- **Kutipan Halaman**

==*==

Senin, 26 Desember 2011

Pengembangan Desain Pembelajaran


Seiring dengan majunya waktu dan  teknologi yang berkembang pesat, masyarakat pun berubah dengan cepat pula mengikuti perkembangan zaman. Hal inilah yang menyebabkan perlunya mengembangkan desain pembelajaran (instruksional).  Ada nilai-nilai yang harus tetap ada dan harus diwariskan dengan terbuka terhadap kemajuan zaman. Penyampaian materi dengan memperhatikan perkembangan masyarakat dan teknologi merupakan suatu yang niscaya.
Dalam tulisan ini akan dibahas sedikit tentang beberapa hal berkaitan dengan pengembanan desain instruksional yaitu konsep, prinsip, dan prosedur perancangan instruksional, model desain pembelajaran.
A.        Konsep, prinsip, dan prosedur pengembangan instruksional
Pengembangan instruksional adalah teknik pengelolaan dalam mencari pemecahan masalah-masalah instruksional atau setidak-tidaknya dapat mengoptimalkan pemanfaatan sumber belajar yang ada untuk memperbaiki pendidikan. Dalam perspektif Twelker dalam Mudhoffir, 1986 : 33, yang dimaksud dengan pengembangan instruksional adalah cara yang sistematis dalam mengidentifikasi, mengembangkan dan mengevaluasi seperangkat materi dan strategi yang diarahkan untuk mencapai tujuan pendidikan tertentu.

==*==

- **Tugas yang Dikerjakan**
1) Sebutkan semua kegiatan yang tercakup dalam pengertian pengembangan instruksional menurut perspektif Twelker dalam teks tentang pengembangan desain pembelajaran.
2) Tuliskan kembali bagian teks tentang pengembangan desain pembelajaran mulai dari "Dalam tulisan ini" sampai dengan "tujuan pendidikan tertentu.", dengan mengganti "sistematis" menjadi "terstruktur".
Data yang menyusul tidak diperlukan untuk menyelesaikan tugas.

==*==

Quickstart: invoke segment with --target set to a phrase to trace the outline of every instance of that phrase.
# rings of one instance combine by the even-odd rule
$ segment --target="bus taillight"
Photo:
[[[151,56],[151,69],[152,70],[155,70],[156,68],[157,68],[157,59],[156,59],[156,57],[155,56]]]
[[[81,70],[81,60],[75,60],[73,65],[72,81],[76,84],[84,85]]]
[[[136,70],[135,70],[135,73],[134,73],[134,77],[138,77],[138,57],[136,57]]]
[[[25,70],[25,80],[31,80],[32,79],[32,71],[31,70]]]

==*==

- **Jawaban Tiap Tugas**
1) mengidentifikasi, mengembangkan, mengevaluasi

2)
Dalam tulisan ini akan dibahas sedikit tentang beberapa hal berkaitan dengan pengembanan desain instruksional yaitu konsep, prinsip, dan prosedur perancangan instruksional, model desain pembelajaran.
A.        Konsep, prinsip, dan prosedur pengembangan instruksional
Pengembangan instruksional adalah teknik pengelolaan dalam mencari pemecahan masalah-masalah instruksional atau setidak-tidaknya dapat mengoptimalkan pemanfaatan sumber belajar yang ada untuk memperbaiki pendidikan. Dalam perspektif Twelker dalam Mudhoffir, 1986 : 33, yang dimaksud dengan pengembangan instruksional adalah cara yang terstruktur dalam mengidentifikasi, mengembangkan dan mengevaluasi seperangkat materi dan strategi yang diarahkan untuk mencapai tujuan pendidikan tertentu.